- Exercise directions: Render every item below as a numbered list, with blank lines omitted. Leave the pictures out of the list.

- Dataset rows:
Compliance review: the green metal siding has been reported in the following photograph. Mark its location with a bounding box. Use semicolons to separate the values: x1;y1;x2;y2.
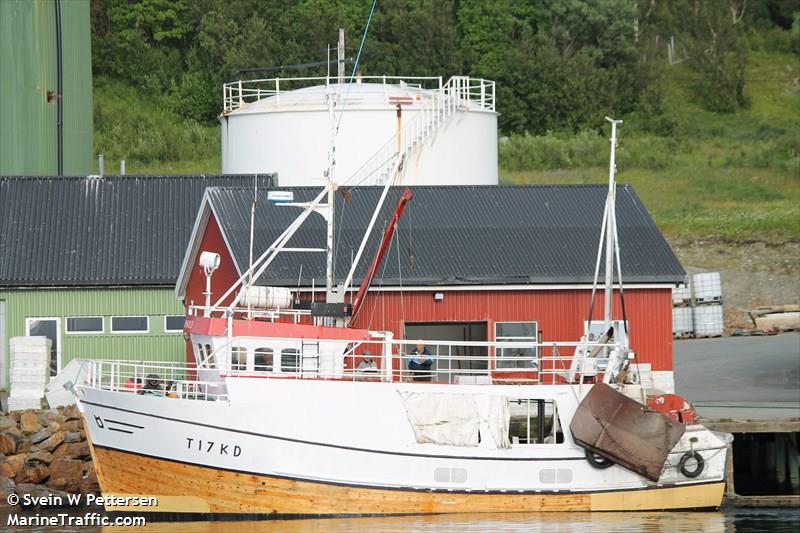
0;287;186;386
61;0;94;176
0;0;93;175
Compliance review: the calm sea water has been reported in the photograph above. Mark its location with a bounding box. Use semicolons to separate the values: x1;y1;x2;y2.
6;508;800;533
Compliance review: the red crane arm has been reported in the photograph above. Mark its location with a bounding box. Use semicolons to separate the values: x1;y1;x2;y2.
350;187;414;323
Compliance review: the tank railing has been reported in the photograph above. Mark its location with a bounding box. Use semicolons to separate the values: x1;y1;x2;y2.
79;360;227;400
222;76;442;113
344;76;494;186
222;76;495;114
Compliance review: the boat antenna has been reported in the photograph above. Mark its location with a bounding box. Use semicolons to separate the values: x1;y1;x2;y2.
319;0;378;303
603;117;622;338
584;117;622;340
247;174;258;289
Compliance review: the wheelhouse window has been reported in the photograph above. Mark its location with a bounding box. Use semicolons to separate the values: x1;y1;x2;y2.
583;320;630;345
231;346;247;371
111;316;150;333
164;315;186;333
508;398;564;446
253;348;272;372
494;322;539;370
67;316;103;334
281;348;300;372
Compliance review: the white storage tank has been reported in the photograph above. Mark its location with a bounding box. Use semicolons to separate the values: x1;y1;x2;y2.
692;272;722;304
220;76;498;187
693;304;725;337
672;307;694;337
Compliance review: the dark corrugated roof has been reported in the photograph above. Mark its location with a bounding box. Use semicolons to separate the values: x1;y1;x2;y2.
209;185;685;286
0;175;271;286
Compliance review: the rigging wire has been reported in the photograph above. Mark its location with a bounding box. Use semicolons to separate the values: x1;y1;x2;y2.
394;212;406;328
333;0;378;137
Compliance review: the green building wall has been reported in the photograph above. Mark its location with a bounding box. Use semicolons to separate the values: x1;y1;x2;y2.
0;0;94;176
0;287;186;388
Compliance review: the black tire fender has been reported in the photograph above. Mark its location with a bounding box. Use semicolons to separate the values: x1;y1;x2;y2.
586;450;614;470
678;450;706;478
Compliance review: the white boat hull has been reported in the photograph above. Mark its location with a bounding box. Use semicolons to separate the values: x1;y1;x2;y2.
79;378;727;515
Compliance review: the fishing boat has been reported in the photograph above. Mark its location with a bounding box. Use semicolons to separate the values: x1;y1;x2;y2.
73;119;730;517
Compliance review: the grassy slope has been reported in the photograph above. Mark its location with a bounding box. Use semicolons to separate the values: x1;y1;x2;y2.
94;53;800;243
501;53;800;243
94;79;220;174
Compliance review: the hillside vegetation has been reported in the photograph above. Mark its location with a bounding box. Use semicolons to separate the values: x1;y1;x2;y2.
92;0;800;244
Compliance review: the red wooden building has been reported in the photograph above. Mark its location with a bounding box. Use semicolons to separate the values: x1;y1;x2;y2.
176;185;685;390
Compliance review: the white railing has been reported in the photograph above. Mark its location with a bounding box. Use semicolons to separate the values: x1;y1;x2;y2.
186;305;311;324
79;332;638;394
222;76;495;114
82;360;227;400
343;76;495;186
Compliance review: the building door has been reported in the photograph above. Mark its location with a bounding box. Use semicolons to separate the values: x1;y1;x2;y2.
25;317;61;376
0;300;9;390
405;322;488;374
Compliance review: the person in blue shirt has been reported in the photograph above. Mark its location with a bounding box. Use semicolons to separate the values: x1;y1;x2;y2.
408;341;433;381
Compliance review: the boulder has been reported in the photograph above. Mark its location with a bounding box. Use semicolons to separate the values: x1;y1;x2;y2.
33;431;64;452
0;476;16;500
0;453;26;478
17;437;33;453
19;411;42;435
47;458;84;492
0;415;17;431
58;420;83;433
14;463;50;485
64;431;83;443
0;462;17;480
42;409;66;426
53;441;92;459
62;404;81;422
25;452;53;465
30;427;53;444
0;431;23;455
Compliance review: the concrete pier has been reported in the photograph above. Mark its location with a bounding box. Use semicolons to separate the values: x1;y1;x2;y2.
674;333;800;507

- Result of this exercise:
1. Compliance review: the green metal siding has been reported in the following photograph. Mark its location with a bounding box. Use semicolons to separate the values: x1;y1;x2;y2.
2. 0;287;186;386
3. 61;0;94;176
4. 0;0;93;175
5. Compliance review: the calm sea water has been reported in the photograph above. Mark its location with a bounding box. Use semicolons to separate the values: x1;y1;x2;y2.
6. 6;508;800;533
7. Compliance review: the red crane arm has been reported in the photograph above. Mark its location with a bounding box. Use semicolons to separate the values: x1;y1;x2;y2.
8. 350;187;414;323
9. Compliance review: the tank railing has been reported in the photograph above. Mark its location with a bounding box. Use semicolons to separate the values: x1;y1;x2;y2.
10. 79;360;227;400
11. 222;76;442;113
12. 344;76;494;186
13. 222;76;495;114
14. Compliance review: the boat antenna has been reported in the photograph above. Mark its location with a bounding box. Use semicolons to separate the values: x1;y1;x2;y2.
15. 319;0;378;303
16. 603;117;622;338
17. 584;117;622;340
18. 247;174;258;289
19. Compliance review: the wheelhouse window has been reported in the photograph above. Mark its location with a bounding box. Use semicolons to separate the values: x1;y1;x2;y2.
20. 583;320;630;345
21. 231;346;247;371
22. 111;316;150;333
23. 164;315;186;333
24. 508;398;564;446
25. 253;348;272;372
26. 494;322;539;370
27. 67;316;103;334
28. 281;348;300;372
29. Compliance review: the white storage tank has been reported in the photograph above. Mark its location with a bounding box. Use semicolons to separate the values: x1;y1;x2;y2.
30. 692;272;722;304
31. 220;76;498;187
32. 693;304;725;337
33. 672;307;694;337
34. Compliance review: the dark corrugated roof has been reported in the photograph above. Mark its location with a bounding box. Use semicolons to separate the values: x1;y1;x2;y2.
35. 209;185;685;286
36. 0;175;271;286
37. Compliance review: the rigging wire has been reported in the photograph above. Mark its location with a bounding box. Use semicolons to separate the values: x1;y1;x2;y2.
38. 394;212;406;328
39. 333;0;378;137
40. Compliance review: the green building wall has been reported in the photograph above. Mark its location with a bounding box. Use semicolons to separate the values: x1;y1;x2;y2.
41. 0;0;94;176
42. 0;287;186;388
43. Compliance review: the black tire fender has been reported in the photograph above. Mark its location with a bounding box. Use semicolons to separate the values: x1;y1;x2;y2.
44. 586;450;614;470
45. 678;450;706;478
46. Compliance review: the white boat hull has been reported in the photograph above. Mark its location with a bounding box. Use semicolons to separate the values: x1;y1;x2;y2.
47. 79;378;727;515
48. Compliance review: the fishing boat has been reported in the photograph above. Mark its location with a bounding box. Use semicolons to separate the values: x1;y1;x2;y2.
49. 73;119;730;517
50. Compliance review: the grassy slope has been reported in the photograph above. Mark its location with a bounding box. Use semicolons to separate the values: x1;y1;x2;y2.
51. 94;53;800;243
52. 501;53;800;243
53. 94;79;220;174
54. Compliance review: the hillside vegetation has been reported in the photograph above. Mark its location with a bounding box. Use semicolons to separate the values: x1;y1;x2;y2.
55. 92;0;800;244
56. Compliance review: the red wooden building has been reported in the photograph above. Mark its location with a bounding box. Use semicolons to separate the values: x1;y1;x2;y2.
57. 176;185;685;390
58. Compliance review: the white railing has been reported in the photograph above. Mark its location with a bounding box. Use semicolons to separate the values: x1;y1;x2;y2.
59. 186;305;311;324
60. 79;332;638;394
61. 222;76;495;114
62. 82;360;227;400
63. 343;76;495;186
64. Compliance review: the building door has been reported in the photograph above. Mark its location with a bounding box. Use semicolons to separate the values: x1;y1;x2;y2.
65. 25;317;61;376
66. 0;300;9;390
67. 405;322;488;374
68. Compliance review: the person in blue shirt has been reported in the photograph above. Mark its location with a bounding box. Use semicolons to separate the values: x1;y1;x2;y2.
69. 408;341;433;381
70. Compliance review: the boulder has been reported in the photograph above. Mark its location with a bounding box. Use semicolons to separate the values: x1;y1;x2;y2.
71. 33;431;64;452
72. 0;476;16;500
73. 0;453;26;478
74. 17;437;33;453
75. 19;411;42;435
76. 47;458;84;492
77. 0;415;17;431
78. 58;420;83;433
79. 14;463;50;485
80. 64;431;83;443
81. 0;462;17;480
82. 42;409;66;426
83. 53;441;92;459
84. 62;404;81;422
85. 25;452;53;465
86. 30;427;53;444
87. 0;431;23;455
88. Compliance review: the concrete pier has been reported in the photograph above. Mark its location with a bounding box. Use semicolons to separate the values: x1;y1;x2;y2.
89. 674;333;800;507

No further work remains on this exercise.